Provided entries »

+++++

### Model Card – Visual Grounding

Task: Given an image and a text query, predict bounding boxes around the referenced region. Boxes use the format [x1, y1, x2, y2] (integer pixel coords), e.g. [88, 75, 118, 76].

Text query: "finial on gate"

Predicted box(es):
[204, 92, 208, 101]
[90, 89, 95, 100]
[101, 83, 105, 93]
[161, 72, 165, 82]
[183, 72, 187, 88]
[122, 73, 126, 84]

+++++

Problem statement » Send back each record exactly, and include them all.

Solution to the problem »
### Model Card – Visual Grounding

Task: Given an image and a text query, predict bounding boxes around the referenced region. Boxes use the format [x1, y1, x2, y2] (integer pixel coords), e.g. [88, 75, 118, 76].

Text query: "finial on gate"

Predicted box(es):
[204, 92, 208, 101]
[90, 89, 95, 100]
[101, 83, 105, 93]
[161, 72, 165, 82]
[183, 72, 187, 88]
[122, 73, 126, 84]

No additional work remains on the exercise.